* _Aim A_
Resize the listing below by reproducing every line, requests included, with each bounding-box coordinate in the answers multiplied by 2.45 and rounded to the nearest whole number, halves rounded up.

* _Text excerpt_
|---|

Unbelievers living just south of the intersection of Silverado Ranch Boulevard and Bermuda are in for a shock. Today the first Christian church south of Silverado Ranch is opening up--Beautiful Savior Evangelical Lutheran Church. You know its pastor, Pastor Matt Guse. You know many of its members, for a number of them were members here before they set off to start Beautiful Savior Evangelical Lutheran Church.
I would love to be in the homes of the unbelieving people who are living around that new church. What are they thinking? What are they doing now that God has stuck his thumb into their eye with the opening of Beautiful Savior? What excuses will they have now for not going to church?
How can you live almost in the shadow of a church and not be a part of it? It’s not just idle speculation. At one point or another, each one of us, even though we’re members of this church, something is going to keep us from attending, keep us from coming. If we can put our finger on what it is, we can be forewarned and prepared.
God of Life
1.Without despair (7-16).
2.Without guilt (17-24).
When we left the prophet Elijah he was in a secluded canyon, living off bread and meat the ravens daily brought him and the brook which flowed through it. But without rain, the brook dried up. The Lord told Elijah to go to Sidon, a foreign city state on the coast, on Israel’s northwest border. He comes to the village of Zarephath where he finds a woman outside the city gates. She is gathering sticks to kindle a fire. “‘Would you bring me a little water in a jar so I may have a drink? And as she was going to get it, he called, “And bring me, please, a piece of bread (11).’”
A simple request, but, oh!, the chilling answer he gets. “As surely as the Lord your God lives,’ she replied, ‘I don’t have any bread—only a handful of flour in a jar and a little oil in a jug. I am gathering a few sticks to take home and make a meal for myself and my son, that we may eat it and die (12).’”
You can’t be sunk in a deeper despair than this. No uncertainty. No maybes. No other possible outcomes. I am going to bake this little handful of flour for my son and I and then we are going to starve to death.
Despair still grips many, many people. They hit the drugs to escape or snuggle up to a fifth to forget. They go through life being miserable but thinking that’s the way they are supposed to be, because life is hard and then you die. If you look at a lot of the “Good Time Charlies” around, they are only living that way because they don’t think there is anything else and, to be quite honest, what there is isn’t all that much to hoot and holler about, so you’ve got to really sell it.
Does Elijah walk away? Does he apologize and leave her and her son to a terrible death? “Don’t be afraid. Go home and do as you have said. But first make a small cake of bread for me from what you have and bring it to me, and then make something for yourself and your son. For this is what the Lord, the God of Israel, says: “The jar of flour will not be used up and the jug of oil will not run dry until the Lord gives rain on the land (14).”’”
And she does what Elijah asks her to do. She trusts in his Word. She is not afraid. And the Lord fulfills his word—the flour does not run out, the jar of oil does not go dry. She, her son, Elijah as her guest and her extended family, stay alive on that food.
The God of life has an answer to despair. That answer is eternal life with him in heaven. He has done everything necessary to make that life a reality for you and me. He sent his Son to break the power of death by his resurrection on Easter Sunday. Jesus promised us his resurrection was the proof that we also, body and soul together, would rise from the dead. Heaven is not a hope—it’s a certainty for all who trust in Jesus as their Lord and Savior.

|---|

* _Aim B_
Write what comes next in the sermon about Elijah and the widow of Zarephath, beginning after its final sentence.

|---|

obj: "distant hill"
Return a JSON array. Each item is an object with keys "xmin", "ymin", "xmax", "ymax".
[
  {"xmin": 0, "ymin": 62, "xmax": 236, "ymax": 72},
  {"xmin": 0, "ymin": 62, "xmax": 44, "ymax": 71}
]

|---|

* _Reply A_
obj: "distant hill"
Return a JSON array. Each item is an object with keys "xmin", "ymin", "xmax", "ymax".
[
  {"xmin": 0, "ymin": 152, "xmax": 578, "ymax": 176},
  {"xmin": 0, "ymin": 152, "xmax": 108, "ymax": 174}
]

* _Reply B_
I can get through anything, if I know heaven is waiting. I can carry the burdens of the day knowing that, if my Lord has died to get me to heaven, it is child’s play for him to get me through my day. I don’t want to glorify the days of slavery in the United States, but for all the hardships the black men, women and children suffered, they were not broken. They had their faith in heaven. They did not give into despair. They kept hope alive through their songs that we white people sometimes sing in church. They kept hope alive and marvelously struggled as God’s children for equal rights under the law. How tragic, that now, when freedom has been won, the great-great-grandchildren of Christian slaves succumb to the despair of drugs and gang violence. Wouldn’t it be an equal tragedy for us, people who have tasted the cup of salvation of our God, would throw him away for a life of despair?
The widow is saved. Everything will be great. Not quite. Some time later the boy grew ill, got worse and died. The woman blames God and Elijah. “What do you have against me, man of God? Did you come to remind me of my sin and kill my son (17)?”
Remember what I said last week about guilty consciences blaming God for natural disasters? Here we’ve got it again. She and her family had been miraculously kept alive by God’s power and goodness, but when trouble comes, she seems ready to give it all up. Even though she has been living a life free from despair, that doesn’t mean that the guilt won’t creep in.
And you know it can happen like that because it does happen like that in our lives. We know we are saved. We know we are forgiven. But we are guilty. We are guilty about how half-heartedly we do our jobs. We are guilty that our parenting skills can boil down to giving the kids money instead of sharing our lives with them. We are guilty that we aren’t with our husbands or wives enough, and then guilty that we don’t want to be with our husbands and wives all that much! Past indiscretions. Multiple marriages. There are as many reasons to feel guilty as there are bones in a skeleton in the closet. I think everyone has them. Everyone. How do you think Peter felt when Jesus asked him three times if Peter loved him? Guilty because he had denied Jesus three times. King David, when he sinned with Bathsheba and lived for almost a year pretending he was a jolly good and pious king, said his bones felt like they were wasting away, his strength was sapped, it was like the Lord’s hand was crushing him all night long. It made Adam and Eve try to run away from God. Why do you think these stories are in the Bible if guilt is not poison to our lives with God? Wasn’t it, finally, guilt that drove Judas to hang himself?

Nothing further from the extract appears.